### Task prompt
Before copying the entries, remove the pictures; everything else stays exactly as it is.
_ _ _ _ _
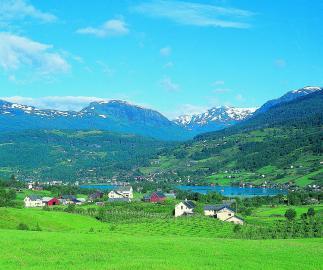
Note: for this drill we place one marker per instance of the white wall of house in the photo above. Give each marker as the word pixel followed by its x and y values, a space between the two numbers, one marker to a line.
pixel 209 212
pixel 181 209
pixel 29 203
pixel 235 220
pixel 224 214
pixel 117 194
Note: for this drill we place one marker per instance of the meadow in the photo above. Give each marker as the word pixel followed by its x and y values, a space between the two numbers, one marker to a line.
pixel 62 250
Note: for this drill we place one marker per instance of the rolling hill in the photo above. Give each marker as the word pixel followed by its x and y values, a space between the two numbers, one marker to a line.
pixel 74 155
pixel 114 116
pixel 281 145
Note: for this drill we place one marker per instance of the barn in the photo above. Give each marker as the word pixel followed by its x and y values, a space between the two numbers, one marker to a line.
pixel 155 197
pixel 53 201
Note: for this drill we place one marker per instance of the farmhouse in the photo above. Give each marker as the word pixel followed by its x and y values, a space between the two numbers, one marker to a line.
pixel 69 199
pixel 184 208
pixel 119 200
pixel 121 192
pixel 154 197
pixel 223 213
pixel 96 196
pixel 50 201
pixel 33 201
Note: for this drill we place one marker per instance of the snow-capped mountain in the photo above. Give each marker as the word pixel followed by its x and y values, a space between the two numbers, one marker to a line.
pixel 289 96
pixel 114 115
pixel 13 109
pixel 214 119
pixel 121 116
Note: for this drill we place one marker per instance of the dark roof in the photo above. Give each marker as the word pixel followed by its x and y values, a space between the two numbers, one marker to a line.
pixel 217 207
pixel 96 195
pixel 189 204
pixel 35 197
pixel 123 188
pixel 118 200
pixel 235 217
pixel 68 197
pixel 159 194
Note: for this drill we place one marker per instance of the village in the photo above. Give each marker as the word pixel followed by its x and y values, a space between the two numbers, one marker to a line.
pixel 125 194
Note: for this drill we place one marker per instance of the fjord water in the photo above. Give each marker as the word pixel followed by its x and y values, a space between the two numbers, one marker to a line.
pixel 224 190
pixel 234 191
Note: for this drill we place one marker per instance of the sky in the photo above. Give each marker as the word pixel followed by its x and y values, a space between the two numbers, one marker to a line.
pixel 177 57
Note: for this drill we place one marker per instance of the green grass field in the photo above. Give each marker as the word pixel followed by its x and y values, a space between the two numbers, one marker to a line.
pixel 129 240
pixel 267 215
pixel 44 250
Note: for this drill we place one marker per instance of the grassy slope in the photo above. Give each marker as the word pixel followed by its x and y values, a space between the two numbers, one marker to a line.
pixel 42 250
pixel 184 243
pixel 49 221
pixel 267 215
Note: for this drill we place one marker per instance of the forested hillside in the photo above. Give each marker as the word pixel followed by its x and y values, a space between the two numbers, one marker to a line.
pixel 281 145
pixel 70 156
_ _ _ _ _
### Written solution
Note: for this drill we place one marker per instance of the white wall of house in the photo above. Give each marker as the word pixel followed by its x and y values, a space between the two numbers, one marker to a line.
pixel 209 212
pixel 181 209
pixel 29 203
pixel 235 220
pixel 224 214
pixel 117 194
Note: for this drill we place one marker per instance of the meadow in the photo above. Give each marker as the word pixel followed by its x and y values, a space between the two numbers, one marker to a line.
pixel 62 250
Note: for this drill we place one marker per instance of the rolling hill in the photo above. Give each marker as the word pixel followed by its x and y values, a space between the two numbers, one marker to a line.
pixel 74 155
pixel 114 116
pixel 281 145
Note: for this drill we place one marker per instance of the barn in the photo above. Give each marker as the word pixel followed by its x and y values, a space between the two numbers, one marker to a line.
pixel 155 197
pixel 53 201
Note: for this drill we place one marker per instance of the farmhouse in the photo above. Give each marker as the word pixel followed by its x and y values, a space between the two numbers, one marker to a line.
pixel 69 199
pixel 184 208
pixel 119 200
pixel 121 192
pixel 154 197
pixel 223 213
pixel 96 196
pixel 50 201
pixel 33 201
Note: for this drill we place one marker per instance of the snow-capped mountain in the photo above. Give each marker as the word pixel followed by its x and y values, a space between the two numbers, one marker to a line.
pixel 289 96
pixel 114 115
pixel 13 109
pixel 214 119
pixel 121 116
Note: for this drill we place one marker per instance of the dark roof in the photo above. Give each marker as the word pixel followed by its x and y values, a space between the two numbers, one marker to a line.
pixel 217 207
pixel 96 195
pixel 189 204
pixel 35 197
pixel 123 188
pixel 118 200
pixel 235 217
pixel 68 197
pixel 159 194
Note: for this drill we place one marker per instance of the village in the photo above. Give each marker as the word pixel followed by its x and y values, a space between the two numbers, one marker to a line.
pixel 125 194
Note: for this drill we place one marker per instance of the fjord water in the photo above. Give each marker as the word pixel followed by its x and y values, a space between the two numbers, one marker to a line.
pixel 224 190
pixel 234 191
Note: for this drill we place one marker per instance of the sky in the photo above. Give each marker as the word pixel followed by its x and y values, a space between the two numbers, one marker to a line.
pixel 177 57
Note: for this drill we place one marker per instance of the green grass field in the photo above. Give each marker as the word pixel followed by its x and y values, a space between the two numbers, one marker to a line.
pixel 129 240
pixel 267 215
pixel 44 250
Note: for this drill we place one marker per instance of the grassy slope in the photo above. Give each marker as the word pixel followed by its x and y values, a space between the two numbers, one marker to a line.
pixel 42 250
pixel 184 243
pixel 49 221
pixel 267 215
Note: for this drill we place one marker per instance of the forested hillside in the photo above. Give each marker as the word pixel followed by its x and y values, a space between the two numbers, one marker to a line.
pixel 281 145
pixel 70 156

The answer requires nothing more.